**YANG HARUS DIKERJAKAN**
Nyatakan apakah setiap pernyataan di bawah ini sesuai dengan teks bacaan, lalu jawab ya atau tidak dan sertakan kutipan kata-kata penentunya dari teks tanpa diubah.
(a) Menurut teks, Rancire berpendapat bahwa semua hal adalah politik.
(b) Tuti menyandingkan karya Rancire dengan wawancara via email langsung dengan Ranciere.
(c) Tindakan yang tidak termasuk politik cenderung mempertahankan status quo.

**TEKS BACAAN**
************

Tuti menampilkan beberapa karya mahsyur Rancire termasuk menyandingkanya dengan beberapa wawancara via email langsung denga Ranciere.  Salah satu yang menarik adalah intisari Tuti dalam menggambarkan skema subyektivasi yang menjadi pokok perhatian pada bagian tulisan ini. Simaklah bagan di bawah ini:

Arsip pribadi
Arsip pribadi
Berangkat dari bagan tersebut, Rancire membedakan politik dengan bukan politik. Menurutnya tidak semua hal itu politik. Baginya politik adalah kebalikan dari pembagian logika kekuasaan oleh arkh. Sedangkan tindakan yang tidak termasuk ke dalam politik, menurut Rancire berada di luar tatanan sosial dan tidak bersifat mengganggu stabilitas atau cenderung mempertahankan status quo.

************

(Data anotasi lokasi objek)
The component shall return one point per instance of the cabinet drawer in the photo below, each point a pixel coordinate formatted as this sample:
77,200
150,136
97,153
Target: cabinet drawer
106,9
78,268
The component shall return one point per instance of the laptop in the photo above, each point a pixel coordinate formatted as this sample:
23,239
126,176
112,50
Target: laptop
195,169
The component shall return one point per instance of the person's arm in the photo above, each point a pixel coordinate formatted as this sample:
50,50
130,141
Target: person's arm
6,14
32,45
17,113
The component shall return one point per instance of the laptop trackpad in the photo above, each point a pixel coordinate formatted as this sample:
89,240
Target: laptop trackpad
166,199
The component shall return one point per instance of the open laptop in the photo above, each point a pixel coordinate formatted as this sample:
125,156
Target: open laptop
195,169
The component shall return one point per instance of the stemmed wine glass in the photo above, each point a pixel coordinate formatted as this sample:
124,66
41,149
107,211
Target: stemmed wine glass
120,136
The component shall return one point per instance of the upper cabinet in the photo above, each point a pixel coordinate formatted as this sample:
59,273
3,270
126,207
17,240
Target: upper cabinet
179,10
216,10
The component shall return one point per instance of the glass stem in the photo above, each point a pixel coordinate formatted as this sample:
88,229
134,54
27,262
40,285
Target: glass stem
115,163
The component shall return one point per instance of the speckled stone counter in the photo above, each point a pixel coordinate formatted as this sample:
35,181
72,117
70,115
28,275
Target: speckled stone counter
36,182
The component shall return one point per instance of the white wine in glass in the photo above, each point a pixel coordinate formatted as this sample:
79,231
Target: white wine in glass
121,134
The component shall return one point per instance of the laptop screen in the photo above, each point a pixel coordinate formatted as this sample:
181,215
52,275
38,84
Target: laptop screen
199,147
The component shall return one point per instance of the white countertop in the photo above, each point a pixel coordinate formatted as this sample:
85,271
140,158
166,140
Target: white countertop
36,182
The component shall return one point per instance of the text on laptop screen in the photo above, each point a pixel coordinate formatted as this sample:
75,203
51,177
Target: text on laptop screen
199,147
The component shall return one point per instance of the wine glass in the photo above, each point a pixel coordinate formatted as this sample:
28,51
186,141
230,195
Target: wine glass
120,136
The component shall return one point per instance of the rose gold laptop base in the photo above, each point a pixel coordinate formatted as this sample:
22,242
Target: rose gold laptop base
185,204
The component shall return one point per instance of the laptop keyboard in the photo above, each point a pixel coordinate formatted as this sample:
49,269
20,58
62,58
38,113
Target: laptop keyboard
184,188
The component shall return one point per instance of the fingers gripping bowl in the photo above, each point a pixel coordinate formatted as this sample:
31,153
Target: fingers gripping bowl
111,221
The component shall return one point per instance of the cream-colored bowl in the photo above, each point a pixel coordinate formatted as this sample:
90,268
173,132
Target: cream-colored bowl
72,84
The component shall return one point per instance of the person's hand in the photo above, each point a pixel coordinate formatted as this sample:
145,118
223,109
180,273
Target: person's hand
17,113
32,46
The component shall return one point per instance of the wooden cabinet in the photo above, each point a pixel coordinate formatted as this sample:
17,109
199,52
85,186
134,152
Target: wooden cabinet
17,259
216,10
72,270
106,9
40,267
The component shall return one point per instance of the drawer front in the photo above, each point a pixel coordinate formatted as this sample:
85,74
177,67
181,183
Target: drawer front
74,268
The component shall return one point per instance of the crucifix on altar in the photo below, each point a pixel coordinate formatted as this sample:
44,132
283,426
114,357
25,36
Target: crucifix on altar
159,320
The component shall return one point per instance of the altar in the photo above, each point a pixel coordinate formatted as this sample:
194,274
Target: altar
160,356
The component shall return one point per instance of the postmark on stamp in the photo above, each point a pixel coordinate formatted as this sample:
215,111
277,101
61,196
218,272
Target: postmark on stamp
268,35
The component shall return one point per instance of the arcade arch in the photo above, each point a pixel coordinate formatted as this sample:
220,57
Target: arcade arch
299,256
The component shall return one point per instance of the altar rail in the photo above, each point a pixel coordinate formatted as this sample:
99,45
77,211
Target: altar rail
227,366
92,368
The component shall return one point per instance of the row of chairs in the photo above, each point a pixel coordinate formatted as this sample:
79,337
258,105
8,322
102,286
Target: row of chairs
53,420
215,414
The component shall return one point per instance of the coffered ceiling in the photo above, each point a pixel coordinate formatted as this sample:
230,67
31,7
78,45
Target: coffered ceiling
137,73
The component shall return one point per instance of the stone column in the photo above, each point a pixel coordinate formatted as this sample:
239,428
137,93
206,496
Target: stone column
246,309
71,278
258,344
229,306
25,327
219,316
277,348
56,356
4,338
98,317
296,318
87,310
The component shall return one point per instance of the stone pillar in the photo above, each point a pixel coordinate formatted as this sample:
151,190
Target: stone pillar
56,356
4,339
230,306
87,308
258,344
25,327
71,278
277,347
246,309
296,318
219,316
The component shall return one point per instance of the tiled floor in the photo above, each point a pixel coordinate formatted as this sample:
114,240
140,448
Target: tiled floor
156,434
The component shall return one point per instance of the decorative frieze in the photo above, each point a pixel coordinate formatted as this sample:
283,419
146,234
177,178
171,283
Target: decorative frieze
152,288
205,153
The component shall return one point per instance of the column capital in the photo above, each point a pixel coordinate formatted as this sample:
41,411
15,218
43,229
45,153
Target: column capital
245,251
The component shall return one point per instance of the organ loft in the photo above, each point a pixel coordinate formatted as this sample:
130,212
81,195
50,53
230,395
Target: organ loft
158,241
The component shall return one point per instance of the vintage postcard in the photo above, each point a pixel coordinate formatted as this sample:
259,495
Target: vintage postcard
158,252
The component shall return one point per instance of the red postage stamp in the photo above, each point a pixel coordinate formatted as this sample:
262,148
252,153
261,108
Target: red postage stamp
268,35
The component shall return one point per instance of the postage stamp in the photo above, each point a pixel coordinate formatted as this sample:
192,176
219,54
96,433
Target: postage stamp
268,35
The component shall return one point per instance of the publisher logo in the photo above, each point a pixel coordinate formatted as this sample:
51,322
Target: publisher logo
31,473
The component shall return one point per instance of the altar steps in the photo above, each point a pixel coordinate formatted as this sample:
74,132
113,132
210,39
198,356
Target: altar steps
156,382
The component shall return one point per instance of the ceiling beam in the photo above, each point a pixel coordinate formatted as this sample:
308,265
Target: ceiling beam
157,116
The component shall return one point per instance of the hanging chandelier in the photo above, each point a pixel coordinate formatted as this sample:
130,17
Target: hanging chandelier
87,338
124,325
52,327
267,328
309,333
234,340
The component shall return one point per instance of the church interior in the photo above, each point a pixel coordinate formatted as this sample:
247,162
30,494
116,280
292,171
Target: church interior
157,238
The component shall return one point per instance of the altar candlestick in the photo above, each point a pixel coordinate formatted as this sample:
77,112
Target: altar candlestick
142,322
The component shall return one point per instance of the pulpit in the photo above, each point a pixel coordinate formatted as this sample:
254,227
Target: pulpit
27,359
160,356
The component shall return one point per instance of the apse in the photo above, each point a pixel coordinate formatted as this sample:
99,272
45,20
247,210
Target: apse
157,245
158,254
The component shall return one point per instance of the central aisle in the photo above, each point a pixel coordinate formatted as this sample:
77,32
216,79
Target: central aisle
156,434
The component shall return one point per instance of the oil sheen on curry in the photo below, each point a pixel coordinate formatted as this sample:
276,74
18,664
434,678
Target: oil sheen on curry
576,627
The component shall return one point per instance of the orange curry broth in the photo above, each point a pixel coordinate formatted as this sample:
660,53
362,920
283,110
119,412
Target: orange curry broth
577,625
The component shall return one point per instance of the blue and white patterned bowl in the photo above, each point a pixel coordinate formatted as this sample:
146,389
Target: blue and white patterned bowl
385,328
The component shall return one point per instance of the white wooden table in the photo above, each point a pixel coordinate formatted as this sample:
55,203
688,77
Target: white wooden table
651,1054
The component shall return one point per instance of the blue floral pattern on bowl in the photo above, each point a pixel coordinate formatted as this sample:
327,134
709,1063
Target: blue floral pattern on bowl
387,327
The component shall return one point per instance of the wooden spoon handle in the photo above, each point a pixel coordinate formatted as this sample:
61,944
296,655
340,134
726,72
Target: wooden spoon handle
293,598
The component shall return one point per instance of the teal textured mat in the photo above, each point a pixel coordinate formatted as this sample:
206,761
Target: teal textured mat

************

**TUGAS SELESAI**
(a) Tidak. "Menurutnya tidak semua hal itu politik."
(b) Ya. "menyandingkanya dengan beberapa wawancara via email langsung denga Ranciere"
(c) Ya. "cenderung mempertahankan status quo"